This exercise calls for the records to be returned exactly, with images removed.

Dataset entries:
********************
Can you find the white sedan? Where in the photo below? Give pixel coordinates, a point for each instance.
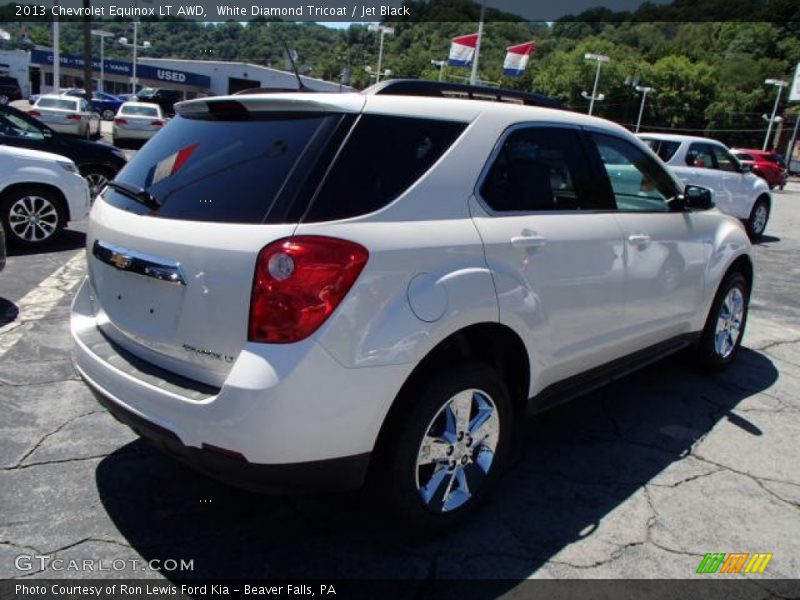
(40, 193)
(709, 163)
(137, 121)
(67, 114)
********************
**Task solution**
Can you find the white sedan? Where in the photo below? Give pixel coordinates, a point for each instance.
(40, 193)
(709, 163)
(137, 121)
(67, 114)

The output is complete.